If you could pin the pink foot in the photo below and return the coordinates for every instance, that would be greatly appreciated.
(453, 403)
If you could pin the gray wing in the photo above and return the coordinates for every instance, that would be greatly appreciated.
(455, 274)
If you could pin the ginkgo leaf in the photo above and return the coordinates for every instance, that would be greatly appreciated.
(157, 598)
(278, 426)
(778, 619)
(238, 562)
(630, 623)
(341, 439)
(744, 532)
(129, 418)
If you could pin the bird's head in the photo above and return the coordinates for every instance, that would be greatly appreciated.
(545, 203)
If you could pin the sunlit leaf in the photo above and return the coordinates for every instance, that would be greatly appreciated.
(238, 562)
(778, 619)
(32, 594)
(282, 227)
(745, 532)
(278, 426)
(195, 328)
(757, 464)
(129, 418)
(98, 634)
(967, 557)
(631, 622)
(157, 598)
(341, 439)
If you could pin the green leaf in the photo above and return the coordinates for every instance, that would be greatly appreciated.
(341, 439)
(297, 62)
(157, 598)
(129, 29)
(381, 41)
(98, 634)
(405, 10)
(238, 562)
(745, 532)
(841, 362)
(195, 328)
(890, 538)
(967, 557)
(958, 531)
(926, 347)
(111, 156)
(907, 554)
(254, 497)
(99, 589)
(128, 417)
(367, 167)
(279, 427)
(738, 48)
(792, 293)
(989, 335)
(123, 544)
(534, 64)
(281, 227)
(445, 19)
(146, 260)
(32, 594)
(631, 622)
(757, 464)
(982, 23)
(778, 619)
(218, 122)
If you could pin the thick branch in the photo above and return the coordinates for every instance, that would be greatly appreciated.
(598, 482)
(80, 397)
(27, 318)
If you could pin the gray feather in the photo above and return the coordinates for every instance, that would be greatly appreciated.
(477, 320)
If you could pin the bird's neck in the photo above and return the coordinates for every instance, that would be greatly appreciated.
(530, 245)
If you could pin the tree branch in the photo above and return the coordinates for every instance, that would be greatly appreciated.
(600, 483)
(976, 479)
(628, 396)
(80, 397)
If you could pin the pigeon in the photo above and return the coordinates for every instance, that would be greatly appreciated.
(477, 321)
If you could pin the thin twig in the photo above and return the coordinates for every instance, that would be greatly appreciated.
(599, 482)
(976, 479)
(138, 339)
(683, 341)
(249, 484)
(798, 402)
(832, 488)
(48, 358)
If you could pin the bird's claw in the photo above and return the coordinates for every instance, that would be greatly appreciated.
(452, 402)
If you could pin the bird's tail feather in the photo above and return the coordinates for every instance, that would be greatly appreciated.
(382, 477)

==================================================

#### Work instructions:
Everything in the listing above should be duplicated exactly.

#### The completed task:
If you could pin the pink foot in the photo below and return the coordinates for every instance, that would be greatly appreciated.
(453, 403)
If you could pin the gray wing in the photo above and return the coordinates for every instance, that would be greatly appreciated.
(455, 274)
If you could pin the ginkgo leaf in the photo above and return the coordinates for every instance, that would be greatly appreciated.
(157, 598)
(278, 426)
(778, 619)
(238, 562)
(630, 623)
(341, 439)
(744, 532)
(129, 418)
If you could pin the bird's head in the photo above and return the coordinates for every instance, that would be greatly appreciated.
(545, 203)
If you could pin the sunlit leaf in the photo above and return the coordinates for every instance, that would be greatly appreciated.
(238, 562)
(778, 619)
(32, 594)
(282, 227)
(745, 532)
(278, 426)
(195, 328)
(757, 464)
(129, 418)
(98, 634)
(967, 557)
(631, 622)
(157, 598)
(341, 439)
If you could pin the green leaf in the photo above and return the coordinates for every instance, that would be greatly appreciated.
(341, 439)
(297, 62)
(157, 598)
(129, 29)
(381, 41)
(98, 634)
(405, 10)
(238, 562)
(745, 532)
(841, 362)
(195, 328)
(890, 538)
(967, 557)
(958, 531)
(926, 347)
(111, 156)
(907, 554)
(254, 497)
(99, 589)
(128, 417)
(367, 167)
(279, 427)
(738, 48)
(792, 293)
(989, 335)
(123, 544)
(534, 64)
(281, 227)
(445, 19)
(146, 260)
(32, 594)
(631, 622)
(757, 464)
(982, 23)
(778, 619)
(218, 122)
If you could pin the thick branch in the photo above and return the coordinates for every instance, that would be greatly appreciated.
(598, 482)
(80, 397)
(27, 318)
If you could pin the gray feather in the photo above and return the coordinates for every instance, that would be greatly appreciated.
(477, 320)
If you could pin the bird's neck in the photo above and return the coordinates for every instance, that would be greatly appreciated.
(530, 245)
If you could pin the tree branch in the photo above and return the coordinates for every instance, that would be greatly appreciated.
(600, 483)
(976, 479)
(628, 396)
(80, 397)
If you could pin the pigeon in the photo above and return the coordinates for every instance, that would be greatly appreciated.
(477, 321)
If you could pin the thin twig in the photo above and return the coordinates for every instance, that would be greatly appreciated.
(599, 482)
(976, 479)
(138, 339)
(683, 341)
(249, 484)
(798, 402)
(832, 488)
(48, 358)
If you could pin the bird's claw in the photo above and return the coordinates for every instance, that would be greatly appreciated.
(452, 402)
If you could pin the bird's tail feather in the photo above and return the coordinates for every instance, that would be greatly appreciated.
(382, 477)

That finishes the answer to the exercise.